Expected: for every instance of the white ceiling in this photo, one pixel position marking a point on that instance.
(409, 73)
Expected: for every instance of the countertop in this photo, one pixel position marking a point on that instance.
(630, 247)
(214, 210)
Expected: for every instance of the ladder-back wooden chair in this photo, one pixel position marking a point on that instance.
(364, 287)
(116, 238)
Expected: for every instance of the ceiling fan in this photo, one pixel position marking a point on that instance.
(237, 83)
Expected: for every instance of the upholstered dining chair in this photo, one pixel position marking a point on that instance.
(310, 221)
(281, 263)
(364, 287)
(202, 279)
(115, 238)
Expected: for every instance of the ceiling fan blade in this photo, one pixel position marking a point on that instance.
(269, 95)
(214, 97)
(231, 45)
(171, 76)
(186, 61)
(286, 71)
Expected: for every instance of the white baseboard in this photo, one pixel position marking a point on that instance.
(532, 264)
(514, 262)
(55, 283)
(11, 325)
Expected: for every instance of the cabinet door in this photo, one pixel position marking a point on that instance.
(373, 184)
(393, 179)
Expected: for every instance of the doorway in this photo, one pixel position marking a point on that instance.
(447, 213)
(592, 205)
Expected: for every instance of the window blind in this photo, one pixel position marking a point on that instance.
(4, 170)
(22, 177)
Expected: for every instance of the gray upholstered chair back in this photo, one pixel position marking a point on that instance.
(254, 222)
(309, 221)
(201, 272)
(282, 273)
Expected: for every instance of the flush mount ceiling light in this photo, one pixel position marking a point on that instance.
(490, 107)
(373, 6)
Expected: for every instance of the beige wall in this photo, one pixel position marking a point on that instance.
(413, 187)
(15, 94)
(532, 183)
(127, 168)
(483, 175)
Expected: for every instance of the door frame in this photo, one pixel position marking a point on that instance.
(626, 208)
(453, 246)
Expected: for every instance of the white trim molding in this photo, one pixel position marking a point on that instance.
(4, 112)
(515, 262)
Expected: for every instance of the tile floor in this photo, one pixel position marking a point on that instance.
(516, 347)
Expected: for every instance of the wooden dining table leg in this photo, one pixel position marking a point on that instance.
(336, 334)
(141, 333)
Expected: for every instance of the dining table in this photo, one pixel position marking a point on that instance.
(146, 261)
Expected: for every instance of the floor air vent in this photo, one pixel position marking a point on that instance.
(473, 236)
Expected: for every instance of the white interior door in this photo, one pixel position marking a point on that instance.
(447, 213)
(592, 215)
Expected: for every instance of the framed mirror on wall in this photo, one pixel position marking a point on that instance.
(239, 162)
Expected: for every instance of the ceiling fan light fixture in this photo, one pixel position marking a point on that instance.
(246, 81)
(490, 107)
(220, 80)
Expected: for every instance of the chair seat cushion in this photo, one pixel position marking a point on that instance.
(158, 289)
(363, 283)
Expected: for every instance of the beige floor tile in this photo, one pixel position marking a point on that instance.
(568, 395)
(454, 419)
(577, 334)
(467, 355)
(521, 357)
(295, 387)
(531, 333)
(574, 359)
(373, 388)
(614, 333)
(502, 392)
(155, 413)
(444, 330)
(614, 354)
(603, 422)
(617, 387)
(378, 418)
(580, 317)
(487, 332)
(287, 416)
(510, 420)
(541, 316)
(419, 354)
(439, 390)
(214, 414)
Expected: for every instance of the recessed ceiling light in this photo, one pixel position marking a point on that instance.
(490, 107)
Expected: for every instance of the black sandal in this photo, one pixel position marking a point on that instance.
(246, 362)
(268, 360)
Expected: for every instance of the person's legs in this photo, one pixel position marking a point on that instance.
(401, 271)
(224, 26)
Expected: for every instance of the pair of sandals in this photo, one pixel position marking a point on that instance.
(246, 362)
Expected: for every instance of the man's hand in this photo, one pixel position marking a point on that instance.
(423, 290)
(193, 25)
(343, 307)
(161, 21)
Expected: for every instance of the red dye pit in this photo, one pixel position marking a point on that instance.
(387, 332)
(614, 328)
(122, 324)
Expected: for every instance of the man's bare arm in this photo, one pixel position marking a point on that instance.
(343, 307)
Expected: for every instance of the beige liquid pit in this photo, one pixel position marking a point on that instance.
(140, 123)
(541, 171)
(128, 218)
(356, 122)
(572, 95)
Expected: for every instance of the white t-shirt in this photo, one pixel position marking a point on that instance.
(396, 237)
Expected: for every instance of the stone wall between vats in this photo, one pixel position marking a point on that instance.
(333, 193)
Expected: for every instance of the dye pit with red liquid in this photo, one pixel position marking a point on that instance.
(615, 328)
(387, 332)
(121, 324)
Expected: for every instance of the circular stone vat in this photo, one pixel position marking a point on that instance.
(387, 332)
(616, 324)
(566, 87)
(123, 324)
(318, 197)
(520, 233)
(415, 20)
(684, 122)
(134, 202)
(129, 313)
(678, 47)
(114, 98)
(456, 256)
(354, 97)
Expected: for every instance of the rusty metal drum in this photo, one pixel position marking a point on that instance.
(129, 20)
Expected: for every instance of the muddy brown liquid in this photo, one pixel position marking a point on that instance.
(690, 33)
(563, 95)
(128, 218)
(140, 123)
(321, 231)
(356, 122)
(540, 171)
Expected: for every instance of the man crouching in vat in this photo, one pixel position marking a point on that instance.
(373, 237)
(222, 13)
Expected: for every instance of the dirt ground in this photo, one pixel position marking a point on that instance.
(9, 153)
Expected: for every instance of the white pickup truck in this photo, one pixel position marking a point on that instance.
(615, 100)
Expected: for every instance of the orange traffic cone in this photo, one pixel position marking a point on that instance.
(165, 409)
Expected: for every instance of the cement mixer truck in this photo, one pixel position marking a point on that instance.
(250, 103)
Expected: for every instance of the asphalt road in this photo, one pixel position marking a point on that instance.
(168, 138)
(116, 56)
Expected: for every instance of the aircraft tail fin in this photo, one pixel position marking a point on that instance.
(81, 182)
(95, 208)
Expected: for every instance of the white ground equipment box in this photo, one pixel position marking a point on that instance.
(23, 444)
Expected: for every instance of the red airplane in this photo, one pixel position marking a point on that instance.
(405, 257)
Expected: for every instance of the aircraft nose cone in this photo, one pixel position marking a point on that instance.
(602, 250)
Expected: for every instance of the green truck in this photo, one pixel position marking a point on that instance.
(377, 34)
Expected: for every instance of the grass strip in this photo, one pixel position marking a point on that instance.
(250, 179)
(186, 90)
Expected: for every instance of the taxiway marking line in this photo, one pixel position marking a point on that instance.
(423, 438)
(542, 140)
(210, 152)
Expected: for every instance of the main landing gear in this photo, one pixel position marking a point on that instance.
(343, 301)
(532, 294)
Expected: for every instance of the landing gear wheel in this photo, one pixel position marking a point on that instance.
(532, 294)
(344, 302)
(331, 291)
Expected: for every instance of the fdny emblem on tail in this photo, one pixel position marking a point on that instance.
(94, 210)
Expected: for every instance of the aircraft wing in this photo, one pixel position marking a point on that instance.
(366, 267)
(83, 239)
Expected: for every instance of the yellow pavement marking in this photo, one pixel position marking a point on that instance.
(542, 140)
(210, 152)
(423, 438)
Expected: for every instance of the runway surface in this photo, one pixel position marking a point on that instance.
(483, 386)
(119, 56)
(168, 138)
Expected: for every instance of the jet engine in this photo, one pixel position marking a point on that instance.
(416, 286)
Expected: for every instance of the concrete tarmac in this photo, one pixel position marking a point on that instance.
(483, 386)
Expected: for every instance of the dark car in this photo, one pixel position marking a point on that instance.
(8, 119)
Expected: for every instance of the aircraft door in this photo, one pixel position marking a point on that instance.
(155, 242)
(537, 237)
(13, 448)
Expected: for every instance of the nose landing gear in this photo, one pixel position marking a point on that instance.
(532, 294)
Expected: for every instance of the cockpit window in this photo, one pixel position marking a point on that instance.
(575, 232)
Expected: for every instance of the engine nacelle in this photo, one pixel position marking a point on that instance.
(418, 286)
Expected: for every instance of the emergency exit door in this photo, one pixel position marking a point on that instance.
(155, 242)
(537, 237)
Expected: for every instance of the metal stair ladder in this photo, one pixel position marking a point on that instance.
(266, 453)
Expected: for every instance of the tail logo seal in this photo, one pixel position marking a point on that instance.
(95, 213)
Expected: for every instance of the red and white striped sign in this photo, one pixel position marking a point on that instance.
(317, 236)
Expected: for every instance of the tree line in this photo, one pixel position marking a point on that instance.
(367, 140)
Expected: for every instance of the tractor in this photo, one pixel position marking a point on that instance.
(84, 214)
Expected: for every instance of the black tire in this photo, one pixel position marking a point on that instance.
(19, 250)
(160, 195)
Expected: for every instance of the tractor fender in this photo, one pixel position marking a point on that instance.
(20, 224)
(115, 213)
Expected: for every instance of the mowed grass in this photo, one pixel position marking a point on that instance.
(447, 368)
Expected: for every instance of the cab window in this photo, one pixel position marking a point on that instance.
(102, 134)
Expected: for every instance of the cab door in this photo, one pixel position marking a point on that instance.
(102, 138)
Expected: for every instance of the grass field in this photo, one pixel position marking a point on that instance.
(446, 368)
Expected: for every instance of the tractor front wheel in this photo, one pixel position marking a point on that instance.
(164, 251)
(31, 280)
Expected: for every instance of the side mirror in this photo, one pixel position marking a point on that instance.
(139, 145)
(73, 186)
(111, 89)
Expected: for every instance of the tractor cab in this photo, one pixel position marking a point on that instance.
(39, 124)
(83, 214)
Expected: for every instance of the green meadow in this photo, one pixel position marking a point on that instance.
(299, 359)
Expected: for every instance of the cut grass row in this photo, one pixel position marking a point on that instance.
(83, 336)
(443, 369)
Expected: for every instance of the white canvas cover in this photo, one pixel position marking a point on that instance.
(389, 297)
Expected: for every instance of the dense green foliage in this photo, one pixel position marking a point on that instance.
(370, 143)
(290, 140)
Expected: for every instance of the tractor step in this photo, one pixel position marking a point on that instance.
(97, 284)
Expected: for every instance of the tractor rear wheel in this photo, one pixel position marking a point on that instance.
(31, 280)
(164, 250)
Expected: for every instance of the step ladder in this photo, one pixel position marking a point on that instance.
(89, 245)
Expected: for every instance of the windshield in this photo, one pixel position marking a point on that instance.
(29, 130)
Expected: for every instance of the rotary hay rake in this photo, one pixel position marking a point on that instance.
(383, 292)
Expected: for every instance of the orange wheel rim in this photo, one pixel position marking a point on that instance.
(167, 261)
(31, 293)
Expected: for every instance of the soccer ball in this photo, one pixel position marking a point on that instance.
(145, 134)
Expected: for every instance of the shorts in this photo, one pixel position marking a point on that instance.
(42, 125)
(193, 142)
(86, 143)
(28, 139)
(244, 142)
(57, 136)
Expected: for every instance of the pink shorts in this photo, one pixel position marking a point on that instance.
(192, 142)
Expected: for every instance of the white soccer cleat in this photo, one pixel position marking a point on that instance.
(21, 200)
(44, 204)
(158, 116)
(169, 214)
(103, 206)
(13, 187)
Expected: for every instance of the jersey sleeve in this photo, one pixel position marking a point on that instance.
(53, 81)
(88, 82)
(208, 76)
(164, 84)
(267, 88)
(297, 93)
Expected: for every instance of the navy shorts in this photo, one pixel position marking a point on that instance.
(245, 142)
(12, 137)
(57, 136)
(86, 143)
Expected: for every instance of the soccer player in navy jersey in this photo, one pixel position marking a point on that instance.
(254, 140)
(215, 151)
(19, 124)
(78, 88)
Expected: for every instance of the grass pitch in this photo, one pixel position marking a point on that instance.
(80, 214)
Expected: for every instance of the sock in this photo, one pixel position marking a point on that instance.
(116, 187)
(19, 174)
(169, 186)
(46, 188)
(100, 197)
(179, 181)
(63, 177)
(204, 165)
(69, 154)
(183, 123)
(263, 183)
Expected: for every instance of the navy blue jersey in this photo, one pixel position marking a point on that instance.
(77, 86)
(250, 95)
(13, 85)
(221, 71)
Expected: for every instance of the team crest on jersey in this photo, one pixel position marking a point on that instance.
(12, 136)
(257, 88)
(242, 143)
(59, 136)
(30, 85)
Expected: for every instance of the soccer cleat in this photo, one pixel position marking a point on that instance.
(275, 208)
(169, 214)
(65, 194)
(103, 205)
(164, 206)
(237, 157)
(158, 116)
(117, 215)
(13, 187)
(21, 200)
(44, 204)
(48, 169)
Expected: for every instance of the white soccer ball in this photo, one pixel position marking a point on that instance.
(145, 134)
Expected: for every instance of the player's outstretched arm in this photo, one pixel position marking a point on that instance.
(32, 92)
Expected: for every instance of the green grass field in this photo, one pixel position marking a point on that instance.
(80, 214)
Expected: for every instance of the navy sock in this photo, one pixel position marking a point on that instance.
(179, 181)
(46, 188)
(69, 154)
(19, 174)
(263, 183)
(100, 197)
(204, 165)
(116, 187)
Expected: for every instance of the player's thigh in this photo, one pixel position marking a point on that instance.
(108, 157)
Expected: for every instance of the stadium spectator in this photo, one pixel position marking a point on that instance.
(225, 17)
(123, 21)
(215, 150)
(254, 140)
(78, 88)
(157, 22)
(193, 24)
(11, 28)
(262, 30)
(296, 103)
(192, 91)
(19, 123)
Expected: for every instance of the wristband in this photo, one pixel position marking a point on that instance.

━━━━━━━━━━━━━━━━━━━━

**WHAT YOU ARE ASKED TO DO**
Above are the records; copy exactly the lines from the one with "Expected: for every instance of the white soccer ball" through the final line.

**FULL RESPONSE**
Expected: for every instance of the white soccer ball in this photo, one pixel position marking a point on that instance.
(145, 134)
Expected: for every instance of the player's outstretched arm in this photo, one pixel position marking a point on that instance.
(32, 92)
Expected: for every instance of the green grass field in this photo, one pixel position marking a point on that instance.
(80, 214)
Expected: for every instance of the navy sock in this photo, one pixel position marking a point on that instance.
(179, 181)
(46, 188)
(69, 154)
(19, 174)
(263, 183)
(100, 197)
(204, 165)
(116, 187)
Expected: for every instance of the player's thigh in this photo, one pixel position marking a point on that instance.
(108, 157)
Expected: for every instance of the stadium spectator in this photo, one pixel position marking a point on that instance.
(225, 17)
(123, 21)
(215, 150)
(254, 140)
(78, 88)
(157, 22)
(193, 24)
(11, 28)
(262, 30)
(296, 103)
(192, 91)
(19, 123)
Expected: for every instance of the wristband in this photo, one pixel position marking a point on that instance.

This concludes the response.